GIVEN PROBLEM: Swap "Kindly give" for "Please provide" throughout all of the records below, keeping everything else unchanged, and omit the pictures from your reproduction.

Lines of data
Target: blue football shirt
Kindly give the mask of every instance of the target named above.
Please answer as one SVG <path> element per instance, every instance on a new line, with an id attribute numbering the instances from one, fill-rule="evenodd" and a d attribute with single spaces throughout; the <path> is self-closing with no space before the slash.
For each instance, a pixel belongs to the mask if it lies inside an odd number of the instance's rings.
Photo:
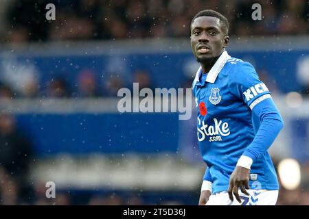
<path id="1" fill-rule="evenodd" d="M 249 62 L 224 51 L 211 70 L 198 69 L 192 83 L 198 107 L 197 136 L 203 160 L 212 179 L 213 194 L 226 191 L 229 177 L 260 122 L 252 110 L 271 98 L 271 93 Z M 267 152 L 251 167 L 251 188 L 278 190 L 278 181 Z"/>

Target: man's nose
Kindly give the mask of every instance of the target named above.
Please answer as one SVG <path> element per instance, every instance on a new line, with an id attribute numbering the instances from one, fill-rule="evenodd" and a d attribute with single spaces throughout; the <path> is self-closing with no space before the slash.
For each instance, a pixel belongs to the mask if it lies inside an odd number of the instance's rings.
<path id="1" fill-rule="evenodd" d="M 205 31 L 203 31 L 202 34 L 200 35 L 200 38 L 198 38 L 198 42 L 204 42 L 204 41 L 208 42 L 208 35 Z"/>

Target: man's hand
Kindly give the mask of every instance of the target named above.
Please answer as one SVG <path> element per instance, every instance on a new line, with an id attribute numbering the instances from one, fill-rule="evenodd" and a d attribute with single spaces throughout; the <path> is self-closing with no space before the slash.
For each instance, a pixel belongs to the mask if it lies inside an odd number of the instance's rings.
<path id="1" fill-rule="evenodd" d="M 233 171 L 231 177 L 229 178 L 229 186 L 227 192 L 229 193 L 229 199 L 233 201 L 233 194 L 236 200 L 241 203 L 242 201 L 239 197 L 238 188 L 240 188 L 240 191 L 242 193 L 249 195 L 246 189 L 250 189 L 249 185 L 250 175 L 250 170 L 242 166 L 236 166 L 234 171 Z"/>
<path id="2" fill-rule="evenodd" d="M 211 193 L 209 190 L 205 190 L 201 192 L 200 201 L 198 201 L 198 205 L 206 205 L 209 196 L 211 195 Z"/>

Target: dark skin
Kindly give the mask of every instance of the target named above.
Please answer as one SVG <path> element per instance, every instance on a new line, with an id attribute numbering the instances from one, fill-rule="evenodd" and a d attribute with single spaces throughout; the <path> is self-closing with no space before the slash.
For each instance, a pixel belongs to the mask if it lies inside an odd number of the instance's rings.
<path id="1" fill-rule="evenodd" d="M 191 47 L 193 54 L 201 63 L 204 73 L 211 69 L 219 56 L 227 47 L 229 37 L 227 29 L 220 23 L 219 18 L 203 16 L 196 18 L 191 25 Z M 231 201 L 233 194 L 241 203 L 238 194 L 238 188 L 247 195 L 249 195 L 246 189 L 249 189 L 250 170 L 236 166 L 231 175 L 227 192 Z M 211 195 L 209 191 L 201 192 L 199 205 L 205 205 Z"/>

SOLUTION:
Target: blue football shirt
Please provide the mask of every instance of the target named above.
Please answer as one SVG <path> element per instance, every instance on a new line, with an id attribute numbering the instances from one, fill-rule="evenodd" and a d attribute with single spaces throughout; the <path> is self-closing with no space before the slash.
For each instance, a pixel belongs to the mask if it lies inside an odd number of the instance's rings.
Photo:
<path id="1" fill-rule="evenodd" d="M 249 62 L 224 51 L 211 70 L 198 69 L 192 83 L 198 107 L 197 136 L 203 160 L 212 179 L 213 194 L 226 191 L 229 177 L 260 122 L 252 110 L 271 98 L 271 93 Z M 267 152 L 251 167 L 251 188 L 278 190 L 278 181 Z"/>

Target: man's nose
Please provide the mask of every instance of the target named above.
Please answer as one SVG <path> element per instance, every instance on a new line, with an id attribute numbering the instances from one, fill-rule="evenodd" and a d attribute with single spaces throughout; the <path> is self-closing with no space before the slash.
For each instance, a pixel belongs to the mask if it lies inside an odd number of the instance's rings.
<path id="1" fill-rule="evenodd" d="M 205 31 L 203 31 L 202 34 L 200 35 L 200 38 L 198 38 L 198 42 L 204 42 L 204 41 L 208 42 L 208 35 Z"/>

Target: man's hand
Please provide the mask of every instance of the target named above.
Please answer as one SVG <path> element per instance, every instance on a new line, with an id attribute numbering the instances from one, fill-rule="evenodd" and a d attribute with single spaces throughout; the <path> is self-closing with no space before the slash.
For each instance, a pixel belongs to the mask if it lies inside an odd number of the instance's rings.
<path id="1" fill-rule="evenodd" d="M 233 171 L 231 177 L 229 178 L 229 186 L 227 192 L 229 193 L 229 199 L 233 201 L 233 194 L 236 200 L 241 203 L 242 201 L 239 197 L 238 188 L 240 188 L 240 191 L 242 193 L 249 195 L 246 189 L 250 189 L 249 185 L 250 175 L 250 170 L 242 166 L 236 166 L 234 171 Z"/>
<path id="2" fill-rule="evenodd" d="M 211 193 L 209 190 L 205 190 L 201 192 L 200 201 L 198 201 L 198 205 L 206 205 L 209 196 L 211 195 Z"/>

Target: dark skin
Please provide the mask of every instance of the target named above.
Please answer as one SVG <path> element per instance, every instance on a new line, with an id attribute numbering the instances from one, fill-rule="evenodd" and a d attribute with single spaces throughout; the <path> is self-closing with no space before the slash.
For each instance, a pixel belongs to the mask if it lies inside an odd number of the instance's rings.
<path id="1" fill-rule="evenodd" d="M 191 47 L 193 54 L 201 63 L 204 73 L 211 69 L 219 56 L 227 47 L 229 37 L 227 29 L 220 23 L 219 18 L 203 16 L 196 18 L 191 25 Z M 231 201 L 233 194 L 241 203 L 238 194 L 238 188 L 247 195 L 249 195 L 246 189 L 249 189 L 250 170 L 236 166 L 231 175 L 227 192 Z M 211 195 L 209 191 L 201 192 L 199 205 L 205 205 Z"/>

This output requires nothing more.